Data records:
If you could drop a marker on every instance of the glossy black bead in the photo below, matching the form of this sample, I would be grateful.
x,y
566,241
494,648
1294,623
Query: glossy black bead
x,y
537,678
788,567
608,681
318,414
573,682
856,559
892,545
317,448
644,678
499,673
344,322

▶ Exercise description
Write out these lines again without changing anything.

▶ Exercise output
If you could drop a marker on every instance of the glossy black bead in the photo below, matching the form of this sample, I would be grateful.
x,y
566,241
494,648
1294,623
Query: glossy black bead
x,y
537,678
788,567
608,681
318,414
573,682
856,559
892,545
317,448
644,678
499,673
344,322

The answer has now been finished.